> Exercise brief:
Rewrite every one of the rows below as a numbered list, omitting any blank lines.

(Position identification records)
-- start --

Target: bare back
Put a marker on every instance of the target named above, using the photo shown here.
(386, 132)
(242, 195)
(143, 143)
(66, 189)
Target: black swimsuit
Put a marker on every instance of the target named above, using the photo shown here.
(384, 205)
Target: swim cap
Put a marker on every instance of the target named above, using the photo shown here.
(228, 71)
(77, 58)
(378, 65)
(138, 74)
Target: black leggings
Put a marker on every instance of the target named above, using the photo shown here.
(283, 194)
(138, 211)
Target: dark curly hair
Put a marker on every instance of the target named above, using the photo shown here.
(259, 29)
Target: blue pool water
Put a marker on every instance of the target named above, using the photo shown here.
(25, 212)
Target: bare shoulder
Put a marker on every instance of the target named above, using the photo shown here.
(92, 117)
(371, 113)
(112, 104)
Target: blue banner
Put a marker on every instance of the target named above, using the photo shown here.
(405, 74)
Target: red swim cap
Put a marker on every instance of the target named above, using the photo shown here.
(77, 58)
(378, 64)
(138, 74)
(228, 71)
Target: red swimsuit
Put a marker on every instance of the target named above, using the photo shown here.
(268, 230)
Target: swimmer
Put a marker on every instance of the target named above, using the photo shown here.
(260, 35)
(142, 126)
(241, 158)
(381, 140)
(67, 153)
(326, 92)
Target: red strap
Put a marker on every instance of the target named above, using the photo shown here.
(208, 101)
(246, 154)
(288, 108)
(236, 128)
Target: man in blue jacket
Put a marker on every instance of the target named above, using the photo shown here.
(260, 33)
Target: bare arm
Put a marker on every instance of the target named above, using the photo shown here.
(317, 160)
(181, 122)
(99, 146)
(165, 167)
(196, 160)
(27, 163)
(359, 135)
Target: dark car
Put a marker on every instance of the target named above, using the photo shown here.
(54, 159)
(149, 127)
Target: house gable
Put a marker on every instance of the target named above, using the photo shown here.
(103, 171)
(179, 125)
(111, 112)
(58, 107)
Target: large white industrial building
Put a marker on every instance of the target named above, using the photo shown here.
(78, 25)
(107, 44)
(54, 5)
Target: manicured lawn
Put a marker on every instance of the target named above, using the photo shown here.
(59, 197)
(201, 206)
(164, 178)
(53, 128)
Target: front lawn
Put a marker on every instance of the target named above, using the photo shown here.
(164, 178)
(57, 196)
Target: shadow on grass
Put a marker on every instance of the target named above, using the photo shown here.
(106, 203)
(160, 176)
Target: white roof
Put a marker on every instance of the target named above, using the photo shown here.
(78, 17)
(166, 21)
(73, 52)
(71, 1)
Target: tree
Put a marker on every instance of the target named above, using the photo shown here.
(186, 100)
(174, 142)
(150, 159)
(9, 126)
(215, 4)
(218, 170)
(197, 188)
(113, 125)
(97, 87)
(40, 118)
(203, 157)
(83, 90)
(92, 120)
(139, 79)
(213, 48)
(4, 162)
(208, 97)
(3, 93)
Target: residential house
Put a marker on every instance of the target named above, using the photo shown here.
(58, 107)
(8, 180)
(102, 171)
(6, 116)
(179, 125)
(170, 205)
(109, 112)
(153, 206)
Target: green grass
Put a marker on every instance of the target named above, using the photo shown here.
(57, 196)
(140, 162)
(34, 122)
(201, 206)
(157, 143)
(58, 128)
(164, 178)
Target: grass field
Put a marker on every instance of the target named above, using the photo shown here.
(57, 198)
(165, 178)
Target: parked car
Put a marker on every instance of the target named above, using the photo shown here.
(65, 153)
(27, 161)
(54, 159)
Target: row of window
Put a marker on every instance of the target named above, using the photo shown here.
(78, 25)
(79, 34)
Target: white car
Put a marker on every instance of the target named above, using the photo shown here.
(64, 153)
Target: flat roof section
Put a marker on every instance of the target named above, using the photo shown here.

-- end --

> Exercise output:
1. Target: bare back
2. Put a marker on every instance of the target named above, using the photo shown here.
3. (386, 132)
4. (242, 195)
5. (143, 143)
6. (66, 189)
7. Target: black swimsuit
8. Put a marker on every instance of the target named above, using the photo shown here.
9. (384, 205)
10. Target: swim cap
11. Put a marker on every instance of the target named above, using the photo shown here.
12. (228, 71)
13. (77, 58)
14. (378, 65)
15. (138, 74)
16. Target: black leggings
17. Put a marker on every instance of the target named above, using the photo shown here.
18. (283, 194)
19. (138, 211)
20. Target: dark curly hair
21. Put a marker on every instance of the target named above, using the photo shown here.
22. (259, 29)
23. Target: blue pool water
24. Put a marker on every instance of the target named above, using the photo shown here.
25. (25, 212)
26. Target: bare shoulder
27. Put a marker on every instance of the target named above, using the photo shown here.
28. (92, 117)
29. (371, 113)
30. (112, 104)
31. Target: blue banner
32. Put a marker on every instance of the target named above, using the photo shown here.
33. (405, 74)
34. Target: red swim cap
35. Put a marker on every instance of the target named above, using the photo shown here.
36. (77, 58)
37. (378, 64)
38. (138, 74)
39. (228, 71)
40. Target: red swimsuit
41. Put a marker on every instance of the target named above, using the photo shown here.
42. (268, 230)
43. Target: swimmer
44. Put a marker on every instance of the target named above, using the photo shown here.
45. (260, 35)
46. (142, 126)
47. (241, 158)
48. (381, 140)
49. (67, 153)
50. (326, 92)
51. Target: red strap
52. Put a marker on every instance of the target named above, using the photo shown here.
53. (208, 101)
54. (246, 154)
55. (288, 108)
56. (236, 128)
57. Target: man in blue jacket
58. Put a marker on every instance of the target named above, using the photo shown here.
59. (260, 33)
60. Target: bare arm
61. Put a marker on every instance of the target named above, using the photo shown here.
62. (317, 160)
63. (181, 122)
64. (99, 146)
65. (165, 167)
66. (196, 160)
67. (27, 163)
68. (359, 135)
69. Target: dark car
70. Put a marker on every instance of the target named above, using the photo shown here.
71. (54, 159)
72. (149, 127)
73. Target: house gable
74. Put a marker on every instance of the target named above, using the photo shown here.
75. (103, 171)
76. (179, 125)
77. (111, 112)
78. (58, 107)
79. Target: large white industrial building
80. Put a marker on every instance of the target named above, using the photo shown here.
81. (78, 25)
82. (107, 44)
83. (54, 5)
84. Target: manicured lawn
85. Put a marker on every instance of the target named above, using the photo shown here.
86. (59, 197)
87. (201, 206)
88. (164, 178)
89. (53, 128)
90. Target: front lawn
91. Put a marker on every instance of the target named above, using the photo shown here.
92. (164, 178)
93. (57, 196)
94. Target: shadow on grass
95. Put a marker on every instance of the target named above, using the photo shown here.
96. (106, 203)
97. (160, 176)
98. Target: white roof
99. Put a marker on every instance of the target named above, using the photo shown here.
100. (78, 17)
101. (166, 21)
102. (73, 52)
103. (71, 1)
104. Target: tree
105. Put a marker on every instance of the target named above, using the photo shown here.
106. (186, 100)
107. (174, 142)
108. (150, 159)
109. (9, 126)
110. (215, 4)
111. (218, 170)
112. (197, 188)
113. (113, 125)
114. (97, 87)
115. (40, 118)
116. (203, 157)
117. (83, 90)
118. (92, 120)
119. (139, 79)
120. (213, 48)
121. (4, 162)
122. (208, 97)
123. (3, 93)
124. Target: residential house
125. Put a marker on every instance of the target named above, using the photo shown here.
126. (58, 107)
127. (8, 180)
128. (102, 171)
129. (6, 116)
130. (179, 125)
131. (170, 205)
132. (109, 112)
133. (153, 206)
134. Target: green grass
135. Put a marker on every instance of the target named above, using the photo shown here.
136. (57, 196)
137. (140, 162)
138. (34, 122)
139. (201, 206)
140. (157, 143)
141. (58, 128)
142. (164, 178)
143. Target: grass field
144. Put a marker on every instance of the target named above, using the photo shown here.
145. (57, 198)
146. (165, 178)
147. Target: parked car
148. Put a marker on every instance of the target named above, using the photo shown here.
149. (65, 153)
150. (27, 161)
151. (54, 159)
152. Target: row of window
153. Put a marker on every instance of the target named above, using the photo shown here.
154. (78, 25)
155. (79, 34)
156. Target: white car
157. Put a marker on every instance of the target named above, using the photo shown here.
158. (64, 153)
159. Target: flat roof section
160. Put a marker on every instance of the target named above, using the photo shown here.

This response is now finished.